▶ [Objectives]:
1 > Answer these from the MTurk tutorial:
(a) What do Workers receive for completing HITs?
(b) Which document is referred to for creating and designing tasks through the GUI?
(c) Who puts up HITs?
2 > Reproduce everything in the MTurk tutorial from "# Creating and" down to "properties, Informed consent)".

== Supplied passage

# Creating and Designing Crowdsourcing Tasks using MTurk

Rosni Vasu | 16.11.2022

### Table of Contents
* **Crowdsourcing using Amazon Mechanical Turk (MTurk)**
    * **GUI**
        * Platform, how to log in, requirements
        * How to create and design tasks (Refer the document *ATAI Tutorial MTurk Platform.pdf*)
    * **Boto3 API**
        * How to set up
        * Creating and designing tasks (Complete Demo using API)
            * Components (HIT template, properties, Informed consent)
            * HIT designs examples (only template)
            * Qualification task (Question Answer XML) - Gold tasks
            * Publish Task, Show progress
            * Approve/reject assignments, Delete HITs
            * Retrieve the result

-----------------------------------------------------------------------------------------

### The humans inside the machine!

* Platform on which Workers (or "Turkers") can complete Human Intelligence Tasks (HITs) for monetary compensation.
* HITs are put up by Requestors (that’s us!)
* Set-up to do large-scale experiments that require human intelligence


![image info](img/mturk1.png)

====
== Collected data

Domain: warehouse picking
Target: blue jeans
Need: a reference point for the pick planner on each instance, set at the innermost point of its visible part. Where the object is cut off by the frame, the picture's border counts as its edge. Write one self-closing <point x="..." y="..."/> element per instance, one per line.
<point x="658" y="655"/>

====

▶ [Solutions below]:
1 >
(a) Monetary compensation.
(b) ATAI Tutorial MTurk Platform.pdf
(c) Requestors.

2 >
# Creating and Designing Crowdsourcing Tasks using MTurk

Rosni Vasu | 16.11.2022

### Table of Contents
* **Crowdsourcing using Amazon Mechanical Turk (MTurk)**
    * **GUI**
        * Platform, how to log in, requirements
        * How to create and design tasks (Refer the document *ATAI Tutorial MTurk Platform.pdf*)
    * **Boto3 API**
        * How to set up
        * Creating and designing tasks (Complete Demo using API)
            * Components (HIT template, properties, Informed consent)